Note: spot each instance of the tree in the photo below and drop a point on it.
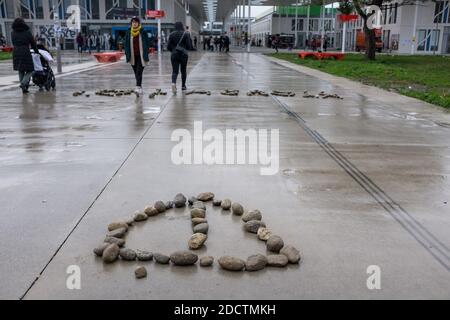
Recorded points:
(371, 45)
(360, 5)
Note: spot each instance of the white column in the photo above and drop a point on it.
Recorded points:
(344, 31)
(413, 37)
(307, 23)
(159, 28)
(102, 8)
(296, 24)
(249, 48)
(322, 33)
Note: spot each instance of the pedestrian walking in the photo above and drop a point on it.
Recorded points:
(22, 40)
(80, 43)
(137, 47)
(275, 43)
(179, 44)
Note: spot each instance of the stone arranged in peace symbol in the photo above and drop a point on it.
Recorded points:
(113, 246)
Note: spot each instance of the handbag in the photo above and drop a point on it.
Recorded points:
(179, 49)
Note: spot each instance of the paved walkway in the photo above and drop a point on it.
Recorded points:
(362, 182)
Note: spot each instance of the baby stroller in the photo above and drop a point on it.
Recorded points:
(43, 75)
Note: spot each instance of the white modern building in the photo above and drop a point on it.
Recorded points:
(310, 22)
(99, 16)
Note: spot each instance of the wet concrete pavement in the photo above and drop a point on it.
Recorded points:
(361, 182)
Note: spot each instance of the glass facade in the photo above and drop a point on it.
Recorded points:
(442, 12)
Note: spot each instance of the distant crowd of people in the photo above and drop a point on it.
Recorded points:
(218, 43)
(95, 42)
(2, 40)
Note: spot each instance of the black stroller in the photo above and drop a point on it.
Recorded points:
(43, 75)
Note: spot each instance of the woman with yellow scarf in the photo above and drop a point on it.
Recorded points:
(137, 47)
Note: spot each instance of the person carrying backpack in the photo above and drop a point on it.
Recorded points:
(179, 43)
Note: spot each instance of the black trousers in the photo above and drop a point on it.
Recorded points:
(138, 70)
(179, 61)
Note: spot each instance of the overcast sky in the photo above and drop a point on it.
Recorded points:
(257, 10)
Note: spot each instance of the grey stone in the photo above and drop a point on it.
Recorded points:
(197, 240)
(144, 255)
(264, 234)
(183, 258)
(196, 221)
(140, 216)
(140, 272)
(226, 204)
(201, 228)
(205, 196)
(99, 250)
(231, 263)
(169, 205)
(151, 211)
(254, 225)
(127, 254)
(256, 262)
(161, 259)
(206, 261)
(277, 260)
(291, 253)
(199, 205)
(112, 240)
(192, 200)
(237, 209)
(198, 213)
(160, 206)
(179, 201)
(252, 215)
(117, 225)
(275, 244)
(117, 233)
(111, 253)
(130, 221)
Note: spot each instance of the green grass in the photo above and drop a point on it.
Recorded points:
(5, 55)
(423, 77)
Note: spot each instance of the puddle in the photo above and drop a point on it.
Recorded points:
(152, 110)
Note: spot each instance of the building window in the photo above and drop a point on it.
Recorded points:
(299, 25)
(428, 40)
(3, 12)
(441, 12)
(119, 9)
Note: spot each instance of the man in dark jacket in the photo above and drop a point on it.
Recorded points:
(226, 42)
(137, 45)
(22, 40)
(179, 44)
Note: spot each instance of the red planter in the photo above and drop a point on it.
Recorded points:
(108, 57)
(7, 49)
(347, 17)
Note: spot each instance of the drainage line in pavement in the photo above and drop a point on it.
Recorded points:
(424, 237)
(100, 193)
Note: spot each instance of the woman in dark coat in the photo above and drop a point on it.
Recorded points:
(179, 44)
(137, 45)
(22, 40)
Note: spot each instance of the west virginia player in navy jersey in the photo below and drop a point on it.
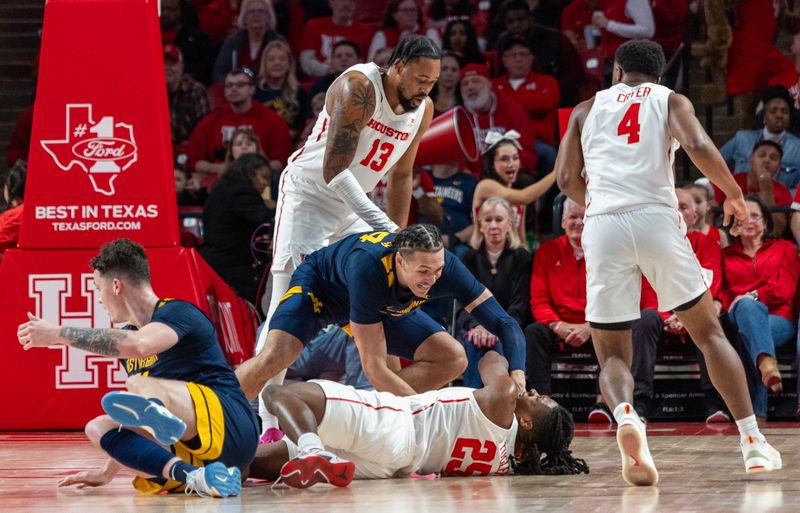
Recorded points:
(373, 284)
(181, 392)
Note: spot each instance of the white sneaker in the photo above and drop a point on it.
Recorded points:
(638, 468)
(759, 456)
(215, 480)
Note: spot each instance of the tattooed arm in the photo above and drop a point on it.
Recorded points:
(153, 338)
(351, 104)
(398, 185)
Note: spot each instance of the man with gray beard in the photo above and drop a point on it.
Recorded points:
(491, 112)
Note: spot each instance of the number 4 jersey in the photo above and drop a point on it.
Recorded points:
(381, 143)
(628, 149)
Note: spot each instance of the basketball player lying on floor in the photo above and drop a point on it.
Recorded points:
(183, 424)
(336, 433)
(376, 283)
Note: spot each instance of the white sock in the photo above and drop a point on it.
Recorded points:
(309, 442)
(748, 426)
(291, 447)
(624, 410)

....................

Description of the task: Output, line for line and exactly, the records above from their first line through the one with "Note: spot each instance of the pedestrian", both ends included, but no pictures.

Exercise output:
Note: spot each instance of the tree in the photo below and drop a point on it.
Recorded points:
(371, 45)
(360, 5)
Note: spot each instance of the white column in the photo above and drop a point on it.
Recorded points:
(344, 31)
(413, 37)
(307, 23)
(159, 28)
(102, 8)
(296, 24)
(249, 48)
(322, 33)
Note: spot each instance of the pedestrian walking in the photo above and drop a point on it.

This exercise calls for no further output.